[Material provided]:
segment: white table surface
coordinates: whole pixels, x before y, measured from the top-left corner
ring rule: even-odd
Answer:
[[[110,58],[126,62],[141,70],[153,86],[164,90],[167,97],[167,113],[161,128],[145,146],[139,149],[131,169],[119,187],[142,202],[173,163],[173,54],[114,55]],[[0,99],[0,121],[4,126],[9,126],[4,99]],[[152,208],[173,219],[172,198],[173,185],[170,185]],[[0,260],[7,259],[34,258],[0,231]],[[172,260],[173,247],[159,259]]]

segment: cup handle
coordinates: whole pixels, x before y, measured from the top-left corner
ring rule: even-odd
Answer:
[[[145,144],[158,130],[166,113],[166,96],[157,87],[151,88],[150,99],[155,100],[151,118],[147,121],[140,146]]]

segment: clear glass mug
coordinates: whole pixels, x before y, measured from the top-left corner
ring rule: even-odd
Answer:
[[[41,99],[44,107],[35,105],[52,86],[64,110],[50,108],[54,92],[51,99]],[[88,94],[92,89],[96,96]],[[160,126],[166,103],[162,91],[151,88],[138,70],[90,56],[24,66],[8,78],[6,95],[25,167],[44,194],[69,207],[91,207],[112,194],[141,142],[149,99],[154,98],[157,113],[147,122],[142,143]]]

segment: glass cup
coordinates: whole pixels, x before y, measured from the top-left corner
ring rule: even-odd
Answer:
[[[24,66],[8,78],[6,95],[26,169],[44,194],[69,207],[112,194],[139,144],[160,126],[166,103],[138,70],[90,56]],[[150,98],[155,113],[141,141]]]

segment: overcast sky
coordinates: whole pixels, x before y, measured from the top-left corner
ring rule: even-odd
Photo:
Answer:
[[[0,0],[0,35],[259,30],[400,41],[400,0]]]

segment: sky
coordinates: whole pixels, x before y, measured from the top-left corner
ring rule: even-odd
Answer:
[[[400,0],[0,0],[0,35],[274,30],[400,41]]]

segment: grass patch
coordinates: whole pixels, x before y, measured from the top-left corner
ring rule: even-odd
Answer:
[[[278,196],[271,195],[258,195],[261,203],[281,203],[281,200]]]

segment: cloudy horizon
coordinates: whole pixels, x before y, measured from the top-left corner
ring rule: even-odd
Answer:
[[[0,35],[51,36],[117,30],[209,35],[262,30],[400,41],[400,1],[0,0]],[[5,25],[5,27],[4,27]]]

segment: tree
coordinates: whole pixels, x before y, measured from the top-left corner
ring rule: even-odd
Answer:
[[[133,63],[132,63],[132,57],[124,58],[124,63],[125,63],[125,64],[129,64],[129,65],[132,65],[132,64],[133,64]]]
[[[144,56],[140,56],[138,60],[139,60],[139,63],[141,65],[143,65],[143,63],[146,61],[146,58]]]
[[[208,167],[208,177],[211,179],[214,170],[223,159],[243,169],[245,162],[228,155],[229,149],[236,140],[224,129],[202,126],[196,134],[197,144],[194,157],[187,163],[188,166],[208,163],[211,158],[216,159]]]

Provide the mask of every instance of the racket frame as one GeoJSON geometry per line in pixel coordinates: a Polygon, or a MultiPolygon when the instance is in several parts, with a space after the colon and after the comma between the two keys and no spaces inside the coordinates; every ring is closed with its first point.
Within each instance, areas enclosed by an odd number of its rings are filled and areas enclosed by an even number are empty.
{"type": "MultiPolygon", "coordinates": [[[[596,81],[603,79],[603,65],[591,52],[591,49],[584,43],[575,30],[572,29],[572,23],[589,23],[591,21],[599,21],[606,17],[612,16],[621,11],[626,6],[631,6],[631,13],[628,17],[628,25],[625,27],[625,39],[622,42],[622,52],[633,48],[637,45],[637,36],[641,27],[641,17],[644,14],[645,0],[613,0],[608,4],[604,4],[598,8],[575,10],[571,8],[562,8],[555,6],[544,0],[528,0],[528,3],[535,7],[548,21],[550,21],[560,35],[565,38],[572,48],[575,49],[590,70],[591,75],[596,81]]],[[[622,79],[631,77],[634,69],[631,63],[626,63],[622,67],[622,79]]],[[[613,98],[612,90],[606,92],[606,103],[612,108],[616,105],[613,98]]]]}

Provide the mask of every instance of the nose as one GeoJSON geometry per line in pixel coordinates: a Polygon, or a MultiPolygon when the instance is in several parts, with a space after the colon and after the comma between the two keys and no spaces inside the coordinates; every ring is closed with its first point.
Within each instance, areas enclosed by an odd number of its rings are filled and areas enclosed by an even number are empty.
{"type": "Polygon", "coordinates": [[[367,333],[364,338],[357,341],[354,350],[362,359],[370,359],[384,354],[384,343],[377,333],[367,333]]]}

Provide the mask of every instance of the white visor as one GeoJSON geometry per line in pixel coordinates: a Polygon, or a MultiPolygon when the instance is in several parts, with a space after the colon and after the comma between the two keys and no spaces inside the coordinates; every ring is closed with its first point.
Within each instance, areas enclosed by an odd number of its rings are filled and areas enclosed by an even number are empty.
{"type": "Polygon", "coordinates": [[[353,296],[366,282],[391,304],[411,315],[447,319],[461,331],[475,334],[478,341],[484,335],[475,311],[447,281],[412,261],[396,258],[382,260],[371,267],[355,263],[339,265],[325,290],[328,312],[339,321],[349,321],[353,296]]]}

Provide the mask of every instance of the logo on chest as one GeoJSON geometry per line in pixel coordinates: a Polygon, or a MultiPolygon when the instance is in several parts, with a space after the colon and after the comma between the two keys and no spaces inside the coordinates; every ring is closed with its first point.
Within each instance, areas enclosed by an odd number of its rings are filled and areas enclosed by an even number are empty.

[Work task]: Give every line of the material again, exactly as it reads.

[Expected answer]:
segment: white table surface
coordinates: whole pixels, x before y, measured from the top-left corner
ring rule: even-odd
Answer:
[[[110,58],[126,62],[141,70],[153,86],[164,90],[167,97],[167,113],[161,128],[145,146],[139,149],[131,169],[119,187],[142,202],[173,163],[173,54],[114,55]],[[0,99],[0,121],[4,126],[9,126],[4,99]],[[152,208],[173,219],[172,198],[173,185],[170,185]],[[0,260],[7,259],[34,258],[0,231]],[[172,260],[173,247],[159,259]]]

segment: cup handle
coordinates: whole pixels, x before y, measured from the top-left corner
ring rule: even-odd
Answer:
[[[145,144],[158,130],[166,113],[166,96],[157,87],[151,88],[150,99],[155,100],[151,118],[147,121],[140,146]]]

segment: clear glass mug
coordinates: whole pixels, x before y, measured from the top-left corner
ring rule: even-odd
Answer:
[[[41,99],[44,107],[35,105],[52,86],[64,110],[50,108],[54,92],[51,99]],[[88,94],[92,89],[96,96]],[[160,126],[166,103],[162,91],[151,88],[138,70],[90,56],[24,66],[8,78],[6,95],[25,167],[44,194],[69,207],[91,207],[112,194],[141,142],[149,99],[154,98],[157,113],[147,122],[142,143]]]

segment: glass cup
coordinates: whole pixels, x before y, measured from the top-left corner
ring rule: even-odd
Answer:
[[[24,66],[8,78],[6,95],[26,169],[44,194],[69,207],[112,194],[139,144],[160,126],[166,103],[138,70],[90,56]],[[150,98],[155,113],[141,141]]]

segment: overcast sky
coordinates: whole pixels, x before y, measured from the top-left corner
ring rule: even-odd
Photo:
Answer:
[[[0,0],[0,35],[259,30],[400,41],[400,0]]]

segment: sky
coordinates: whole pixels, x before y, measured from the top-left corner
ring rule: even-odd
Answer:
[[[400,0],[0,0],[0,35],[274,30],[400,41]]]

segment: grass patch
coordinates: whole pixels, x before y, measured from the top-left corner
ring rule: even-odd
Answer:
[[[278,196],[271,195],[258,195],[261,203],[281,203],[281,200]]]

segment: cloudy horizon
coordinates: whole pixels, x before y, measured from the top-left corner
ring rule: even-odd
Answer:
[[[0,35],[51,36],[117,30],[209,35],[262,30],[400,41],[400,1],[0,0]],[[5,25],[5,27],[4,27]]]

segment: tree
coordinates: whole pixels, x before y, measured from the top-left corner
ring rule: even-odd
Answer:
[[[133,63],[132,63],[132,57],[124,58],[124,63],[125,63],[125,64],[129,64],[129,65],[132,65],[132,64],[133,64]]]
[[[144,56],[140,56],[138,60],[139,60],[139,63],[141,65],[143,65],[143,63],[146,61],[146,58]]]
[[[208,167],[208,177],[211,179],[214,170],[223,159],[243,169],[245,162],[228,155],[229,149],[236,140],[224,129],[202,126],[196,134],[197,144],[194,157],[187,163],[188,166],[208,163],[211,158],[216,159]]]

Provide the mask of every instance of the racket frame as one GeoJSON geometry per line in pixel coordinates: a Polygon, or a MultiPolygon when the instance is in several parts, with a space after the colon and after the comma between the two keys and no spaces inside the coordinates; every ring is closed with its first point.
Within each instance, areas enclosed by an odd number of its rings are filled and areas enclosed by an even number are empty.
{"type": "MultiPolygon", "coordinates": [[[[596,81],[603,79],[603,65],[591,52],[591,49],[584,43],[575,30],[572,29],[572,23],[589,23],[591,21],[599,21],[606,17],[612,16],[621,11],[626,6],[631,6],[631,13],[628,17],[628,25],[625,27],[625,39],[622,42],[622,52],[633,48],[637,45],[637,36],[641,27],[641,17],[644,14],[645,0],[613,0],[608,4],[604,4],[598,8],[575,10],[571,8],[562,8],[555,6],[544,0],[528,0],[528,3],[535,7],[548,21],[550,21],[560,35],[565,38],[572,48],[575,49],[590,70],[591,75],[596,81]]],[[[622,79],[631,77],[634,69],[631,63],[626,63],[622,67],[622,79]]],[[[613,98],[612,90],[606,92],[606,103],[612,108],[616,105],[613,98]]]]}

Provide the mask of every instance of the nose as one GeoJSON geometry per line in pixel coordinates: a Polygon, or a MultiPolygon when the instance is in several parts, with a space after the colon and after the comma between the two keys and no spaces inside the coordinates; every ring is closed with its first point.
Within each instance, areas enclosed by an odd number of its rings are filled and areas enclosed by an even number are empty.
{"type": "Polygon", "coordinates": [[[367,333],[364,338],[357,341],[354,350],[362,359],[370,359],[384,354],[384,343],[377,333],[367,333]]]}

Provide the mask of every instance of the white visor as one GeoJSON geometry per line in pixel coordinates: a Polygon, or a MultiPolygon when the instance is in several parts, with a space after the colon and after the comma between the two keys and no spaces inside the coordinates; every ring is closed with its first point.
Within each instance, areas enclosed by an odd number of its rings are filled and areas enclosed by an even number are empty.
{"type": "Polygon", "coordinates": [[[353,296],[366,282],[391,304],[411,315],[447,319],[461,331],[475,334],[478,341],[484,335],[475,311],[447,281],[412,261],[396,258],[382,260],[371,267],[355,263],[339,265],[325,290],[328,312],[339,321],[349,321],[353,296]]]}

Provide the mask of every instance of the logo on chest as one GeoJSON geometry per line in pixel coordinates: a Polygon, or a MultiPolygon when the instance is in several parts, with a space after the colon and after the comma between the two keys and no spaces inside the coordinates; every ring is closed with its first point.
Within each instance, areas enclosed by an odd number of its rings are filled and areas enclosed by an even number are empty.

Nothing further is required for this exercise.